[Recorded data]
■ ■ ■ ■ ■ ■ ■

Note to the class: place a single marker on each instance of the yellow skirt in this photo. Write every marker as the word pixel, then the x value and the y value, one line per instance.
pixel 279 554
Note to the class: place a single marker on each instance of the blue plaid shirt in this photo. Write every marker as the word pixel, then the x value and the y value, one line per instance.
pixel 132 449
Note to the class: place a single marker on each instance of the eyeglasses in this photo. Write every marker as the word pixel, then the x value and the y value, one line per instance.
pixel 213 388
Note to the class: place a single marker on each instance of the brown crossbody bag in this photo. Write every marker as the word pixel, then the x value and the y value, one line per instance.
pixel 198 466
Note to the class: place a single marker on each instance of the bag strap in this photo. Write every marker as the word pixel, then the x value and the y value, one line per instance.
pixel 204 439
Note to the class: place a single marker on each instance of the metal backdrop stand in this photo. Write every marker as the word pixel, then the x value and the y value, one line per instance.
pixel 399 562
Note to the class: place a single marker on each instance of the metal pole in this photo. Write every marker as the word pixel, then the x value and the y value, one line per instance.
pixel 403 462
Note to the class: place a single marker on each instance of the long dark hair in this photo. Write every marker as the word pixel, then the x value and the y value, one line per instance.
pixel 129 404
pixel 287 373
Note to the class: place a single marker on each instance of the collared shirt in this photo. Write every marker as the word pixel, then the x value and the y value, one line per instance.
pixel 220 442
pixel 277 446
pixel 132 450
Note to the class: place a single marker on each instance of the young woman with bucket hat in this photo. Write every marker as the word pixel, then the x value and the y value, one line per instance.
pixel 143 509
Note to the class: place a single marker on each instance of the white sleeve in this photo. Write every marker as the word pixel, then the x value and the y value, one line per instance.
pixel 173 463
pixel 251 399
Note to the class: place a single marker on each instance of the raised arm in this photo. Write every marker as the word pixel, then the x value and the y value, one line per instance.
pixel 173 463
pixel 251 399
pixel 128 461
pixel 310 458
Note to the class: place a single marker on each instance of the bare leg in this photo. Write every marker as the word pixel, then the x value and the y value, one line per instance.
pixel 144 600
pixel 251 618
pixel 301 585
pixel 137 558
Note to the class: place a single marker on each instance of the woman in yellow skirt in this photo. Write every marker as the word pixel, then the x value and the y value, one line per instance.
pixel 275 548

■ ■ ■ ■ ■ ■ ■

Convert the lines above into a two-column CSV with the headers "prompt" and "target", one row per line and its answer. Wrap each field in double quotes and turn any line breaks inside a field into spaces.

OUTPUT:
prompt,target
"Note to the class: place a single marker on each instance of the yellow skirt in this photo. Write every marker as the word pixel, then the x value and the y value, one line per instance.","pixel 279 554"
"Note to the class: place a single marker on each instance of the blue plaid shirt in this photo. Write every marker as the word pixel, then the x value and the y value, one line per instance.","pixel 132 449"
"Note to the class: place a single marker on each instance of the eyeglasses in this photo. Write every marker as the word pixel, then the x value and the y value, one line per instance.","pixel 213 388"
"Note to the class: place a single marker on each instance of the brown crossbody bag in this photo. Write every marker as the word pixel, then the x value and the y value, one line per instance.","pixel 198 466"
"Note to the class: place a single marker on each instance of the bag strap in this photo. Write every marker as the word pixel, then the x value and the y value, one line per instance.","pixel 204 439"
"Note to the class: place a single marker on each instance of the metal backdrop stand in this photo. Write every marker as the word pixel, then the x value and the y value, one line per instance.","pixel 399 562"
"Note to the class: place a single marker on each instance of the metal pole in this photo. Write every marker as the word pixel, then the x value and the y value, one line per instance.","pixel 403 462"
"Note to the class: place a single marker on each instance of the long dark hair in this photo. Write every marker as the word pixel, then the x value and the y value, one line per instance.","pixel 129 404 pixel 287 373"
"Note to the class: place a single marker on each instance of the collared shirt in this photo. Write every marker as the word pixel, then the x value and the y value, one line per instance.","pixel 220 442 pixel 277 446 pixel 132 450"
"Note to the class: place a single marker on each instance of the young woman with bucket hat in this photo. Write every marker as the word pixel, then the x value and the y value, one line per instance.","pixel 143 509"
"Note to the class: place a single marker on each instance of the white sleeve in this photo. Write every marker as the word pixel, then the x value and the y value, one line per instance.","pixel 173 463 pixel 251 399"
"Note to the class: place a single marker on each instance of the raised arm in this photo. Write every marker as the word pixel, then the x value and the y value, one line per instance.","pixel 173 463 pixel 251 399 pixel 128 461 pixel 310 458"
"Note to the class: place a single marker on each instance of the bare leg in this photo. Write every marker as the word pixel, then the x value and the y value, one line per instance.","pixel 144 600 pixel 251 618 pixel 301 585 pixel 137 558"
"Note to the class: place a single marker on each instance of the woman in yellow skirt in this photo. Write every marker as the word pixel, then the x value and the y value, one line per instance.","pixel 275 548"